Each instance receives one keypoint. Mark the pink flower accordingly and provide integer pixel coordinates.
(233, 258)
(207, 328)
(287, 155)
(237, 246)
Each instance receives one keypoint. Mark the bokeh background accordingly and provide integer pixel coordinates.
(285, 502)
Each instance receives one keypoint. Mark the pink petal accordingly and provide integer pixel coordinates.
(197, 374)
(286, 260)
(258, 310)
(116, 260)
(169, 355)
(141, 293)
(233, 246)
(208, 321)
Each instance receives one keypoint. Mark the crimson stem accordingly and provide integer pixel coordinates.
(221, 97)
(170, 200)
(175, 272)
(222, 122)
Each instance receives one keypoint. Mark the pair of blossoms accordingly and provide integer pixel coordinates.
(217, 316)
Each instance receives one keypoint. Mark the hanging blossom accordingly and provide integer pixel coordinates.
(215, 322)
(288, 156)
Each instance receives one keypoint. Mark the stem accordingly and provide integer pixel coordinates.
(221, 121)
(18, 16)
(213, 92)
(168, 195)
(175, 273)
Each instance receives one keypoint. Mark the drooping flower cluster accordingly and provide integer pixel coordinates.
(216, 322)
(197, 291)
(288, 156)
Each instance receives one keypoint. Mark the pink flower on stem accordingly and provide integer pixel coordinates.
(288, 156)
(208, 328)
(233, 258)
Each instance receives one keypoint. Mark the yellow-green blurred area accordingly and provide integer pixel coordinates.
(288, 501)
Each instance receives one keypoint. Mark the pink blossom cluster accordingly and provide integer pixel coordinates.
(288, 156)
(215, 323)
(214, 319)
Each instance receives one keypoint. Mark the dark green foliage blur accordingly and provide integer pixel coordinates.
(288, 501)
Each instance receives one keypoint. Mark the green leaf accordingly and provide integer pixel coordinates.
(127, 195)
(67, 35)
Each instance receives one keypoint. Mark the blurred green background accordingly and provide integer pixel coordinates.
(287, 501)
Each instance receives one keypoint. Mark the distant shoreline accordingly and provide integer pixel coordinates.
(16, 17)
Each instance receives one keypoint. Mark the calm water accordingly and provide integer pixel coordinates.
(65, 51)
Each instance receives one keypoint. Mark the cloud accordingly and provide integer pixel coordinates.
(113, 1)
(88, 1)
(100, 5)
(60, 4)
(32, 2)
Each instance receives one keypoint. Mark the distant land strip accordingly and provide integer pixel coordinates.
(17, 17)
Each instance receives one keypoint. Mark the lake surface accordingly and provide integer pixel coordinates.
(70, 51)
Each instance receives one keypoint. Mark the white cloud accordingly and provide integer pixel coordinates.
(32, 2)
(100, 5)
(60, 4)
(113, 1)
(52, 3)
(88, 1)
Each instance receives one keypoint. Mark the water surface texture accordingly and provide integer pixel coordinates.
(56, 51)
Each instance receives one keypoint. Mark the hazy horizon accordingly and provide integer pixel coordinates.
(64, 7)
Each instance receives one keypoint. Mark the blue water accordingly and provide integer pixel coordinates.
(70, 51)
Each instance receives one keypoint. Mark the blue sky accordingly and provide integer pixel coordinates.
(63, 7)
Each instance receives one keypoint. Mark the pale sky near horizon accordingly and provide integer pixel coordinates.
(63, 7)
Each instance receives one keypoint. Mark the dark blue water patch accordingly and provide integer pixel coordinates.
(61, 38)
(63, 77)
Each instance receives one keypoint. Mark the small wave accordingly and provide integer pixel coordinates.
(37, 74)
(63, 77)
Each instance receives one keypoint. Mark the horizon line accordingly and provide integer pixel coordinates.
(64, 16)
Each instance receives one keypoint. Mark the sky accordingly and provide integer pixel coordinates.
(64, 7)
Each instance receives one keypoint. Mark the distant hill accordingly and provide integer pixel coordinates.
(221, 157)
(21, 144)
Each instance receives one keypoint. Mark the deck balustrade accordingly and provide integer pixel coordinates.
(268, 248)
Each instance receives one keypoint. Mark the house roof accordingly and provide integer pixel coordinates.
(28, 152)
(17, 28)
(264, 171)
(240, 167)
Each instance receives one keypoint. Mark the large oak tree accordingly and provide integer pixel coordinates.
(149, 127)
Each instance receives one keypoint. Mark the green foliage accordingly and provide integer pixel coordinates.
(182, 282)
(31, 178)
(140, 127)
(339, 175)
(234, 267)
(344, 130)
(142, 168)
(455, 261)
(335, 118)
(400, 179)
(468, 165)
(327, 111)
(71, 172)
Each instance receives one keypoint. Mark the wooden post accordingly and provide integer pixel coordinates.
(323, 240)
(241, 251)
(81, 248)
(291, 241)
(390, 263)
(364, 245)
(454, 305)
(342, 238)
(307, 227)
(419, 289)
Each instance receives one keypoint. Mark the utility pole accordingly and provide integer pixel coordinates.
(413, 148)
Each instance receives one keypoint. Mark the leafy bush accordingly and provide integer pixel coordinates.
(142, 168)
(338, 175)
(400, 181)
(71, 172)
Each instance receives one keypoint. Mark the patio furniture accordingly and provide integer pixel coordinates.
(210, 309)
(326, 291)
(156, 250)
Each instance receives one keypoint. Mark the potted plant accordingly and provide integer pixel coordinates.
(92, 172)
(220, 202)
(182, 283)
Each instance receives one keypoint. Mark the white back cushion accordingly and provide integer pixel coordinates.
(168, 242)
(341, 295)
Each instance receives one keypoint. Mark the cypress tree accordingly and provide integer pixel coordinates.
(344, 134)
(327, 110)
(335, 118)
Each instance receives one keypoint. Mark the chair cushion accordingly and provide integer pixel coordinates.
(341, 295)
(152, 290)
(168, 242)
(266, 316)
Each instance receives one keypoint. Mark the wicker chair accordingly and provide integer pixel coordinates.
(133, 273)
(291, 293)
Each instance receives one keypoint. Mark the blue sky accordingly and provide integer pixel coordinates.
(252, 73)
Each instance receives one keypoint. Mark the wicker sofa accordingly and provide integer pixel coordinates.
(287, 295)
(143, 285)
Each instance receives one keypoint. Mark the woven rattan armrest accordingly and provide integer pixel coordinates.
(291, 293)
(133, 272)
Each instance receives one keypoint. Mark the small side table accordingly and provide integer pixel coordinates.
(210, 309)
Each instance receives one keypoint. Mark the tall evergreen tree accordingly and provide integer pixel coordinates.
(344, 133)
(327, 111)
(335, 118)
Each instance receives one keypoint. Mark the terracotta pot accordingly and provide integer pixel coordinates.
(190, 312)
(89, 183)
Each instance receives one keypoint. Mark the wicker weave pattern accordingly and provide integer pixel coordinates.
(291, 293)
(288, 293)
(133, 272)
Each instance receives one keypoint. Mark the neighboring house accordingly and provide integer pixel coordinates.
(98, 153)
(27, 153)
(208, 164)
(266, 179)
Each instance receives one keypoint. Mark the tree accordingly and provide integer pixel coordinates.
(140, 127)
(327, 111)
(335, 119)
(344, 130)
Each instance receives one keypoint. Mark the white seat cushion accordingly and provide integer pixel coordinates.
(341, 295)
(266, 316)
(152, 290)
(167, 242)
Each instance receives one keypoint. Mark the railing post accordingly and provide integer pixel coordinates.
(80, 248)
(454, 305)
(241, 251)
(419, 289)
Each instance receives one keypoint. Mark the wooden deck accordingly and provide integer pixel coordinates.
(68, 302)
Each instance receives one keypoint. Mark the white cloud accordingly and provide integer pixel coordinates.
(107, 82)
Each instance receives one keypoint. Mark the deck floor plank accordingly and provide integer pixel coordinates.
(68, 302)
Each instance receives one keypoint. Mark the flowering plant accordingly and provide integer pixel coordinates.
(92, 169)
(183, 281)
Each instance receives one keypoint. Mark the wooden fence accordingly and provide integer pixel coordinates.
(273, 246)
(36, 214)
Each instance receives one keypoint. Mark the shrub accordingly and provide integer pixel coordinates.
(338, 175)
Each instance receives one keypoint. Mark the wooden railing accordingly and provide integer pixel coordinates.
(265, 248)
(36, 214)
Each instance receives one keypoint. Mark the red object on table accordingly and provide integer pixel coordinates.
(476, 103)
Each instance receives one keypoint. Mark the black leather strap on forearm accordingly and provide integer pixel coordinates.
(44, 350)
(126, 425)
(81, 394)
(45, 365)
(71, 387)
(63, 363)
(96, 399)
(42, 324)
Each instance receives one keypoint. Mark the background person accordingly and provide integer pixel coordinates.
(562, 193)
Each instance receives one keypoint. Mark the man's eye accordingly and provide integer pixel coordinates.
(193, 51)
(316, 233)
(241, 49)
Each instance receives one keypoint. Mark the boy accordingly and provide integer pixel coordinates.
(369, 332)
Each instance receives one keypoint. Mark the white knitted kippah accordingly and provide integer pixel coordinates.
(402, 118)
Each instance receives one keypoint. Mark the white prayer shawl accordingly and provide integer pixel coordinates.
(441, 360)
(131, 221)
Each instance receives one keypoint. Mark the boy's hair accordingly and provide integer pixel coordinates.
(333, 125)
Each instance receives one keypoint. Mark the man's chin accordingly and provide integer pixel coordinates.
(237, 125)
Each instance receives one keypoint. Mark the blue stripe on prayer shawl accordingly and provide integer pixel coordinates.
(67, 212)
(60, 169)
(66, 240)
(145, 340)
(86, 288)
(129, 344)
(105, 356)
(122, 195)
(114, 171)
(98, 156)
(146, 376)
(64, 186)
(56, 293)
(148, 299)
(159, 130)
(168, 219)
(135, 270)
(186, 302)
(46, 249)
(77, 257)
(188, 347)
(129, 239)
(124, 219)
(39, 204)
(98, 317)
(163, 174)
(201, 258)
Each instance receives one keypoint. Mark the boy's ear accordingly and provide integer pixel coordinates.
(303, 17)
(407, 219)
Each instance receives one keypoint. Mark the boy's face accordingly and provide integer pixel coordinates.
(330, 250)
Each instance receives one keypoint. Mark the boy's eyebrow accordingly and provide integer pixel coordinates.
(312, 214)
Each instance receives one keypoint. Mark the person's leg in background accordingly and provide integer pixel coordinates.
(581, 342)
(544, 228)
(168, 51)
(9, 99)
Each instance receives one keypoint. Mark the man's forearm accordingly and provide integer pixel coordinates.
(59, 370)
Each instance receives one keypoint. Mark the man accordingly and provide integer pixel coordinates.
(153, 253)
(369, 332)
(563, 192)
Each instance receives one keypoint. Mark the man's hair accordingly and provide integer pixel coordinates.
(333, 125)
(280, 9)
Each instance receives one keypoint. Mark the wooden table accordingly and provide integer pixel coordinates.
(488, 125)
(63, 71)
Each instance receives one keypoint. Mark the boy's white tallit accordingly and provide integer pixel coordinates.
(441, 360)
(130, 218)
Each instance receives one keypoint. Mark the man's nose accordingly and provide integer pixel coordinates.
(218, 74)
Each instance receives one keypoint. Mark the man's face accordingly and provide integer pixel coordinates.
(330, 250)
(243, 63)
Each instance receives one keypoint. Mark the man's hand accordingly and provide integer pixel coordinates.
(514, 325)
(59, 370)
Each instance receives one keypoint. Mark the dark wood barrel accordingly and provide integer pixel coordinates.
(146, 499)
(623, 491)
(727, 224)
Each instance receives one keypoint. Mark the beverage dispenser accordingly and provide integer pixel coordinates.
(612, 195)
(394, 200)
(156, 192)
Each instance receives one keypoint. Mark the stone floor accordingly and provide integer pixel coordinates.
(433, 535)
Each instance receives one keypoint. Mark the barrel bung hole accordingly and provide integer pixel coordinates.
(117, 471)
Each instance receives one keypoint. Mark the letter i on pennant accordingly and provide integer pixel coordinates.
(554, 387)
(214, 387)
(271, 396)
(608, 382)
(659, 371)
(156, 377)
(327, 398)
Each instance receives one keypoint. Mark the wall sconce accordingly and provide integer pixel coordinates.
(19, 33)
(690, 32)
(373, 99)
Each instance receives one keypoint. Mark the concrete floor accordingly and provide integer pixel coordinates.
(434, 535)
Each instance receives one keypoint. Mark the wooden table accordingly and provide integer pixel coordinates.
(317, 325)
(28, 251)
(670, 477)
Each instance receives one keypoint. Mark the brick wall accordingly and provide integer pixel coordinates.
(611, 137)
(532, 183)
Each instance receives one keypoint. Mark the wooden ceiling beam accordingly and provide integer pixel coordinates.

* WHAT THE TASK ASKS *
Quote only the lines from the one containing "Each instance receives one keypoint. Mark the wall" through the final line of the records, with both ends included.

* RESPONSE FOR THIS EXERCISE *
Each instance receives one keypoint. Mark the wall sconce accordingly and provide integer pixel coordinates.
(19, 33)
(690, 32)
(373, 99)
Each instance receives one keypoint. Mark the concrete floor accordingly and provide integer pixel coordinates.
(434, 535)
Each instance receives one keypoint. Mark the wooden table accordingly and provide integer pixel coordinates.
(317, 325)
(28, 251)
(670, 477)
Each instance receives one keypoint. Mark the brick wall accordingly and provide integer pixel coordinates.
(611, 137)
(532, 183)
Each instance receives one keypoint. Mark the wooden ceiling beam accordingly and provide integer pixel coordinates.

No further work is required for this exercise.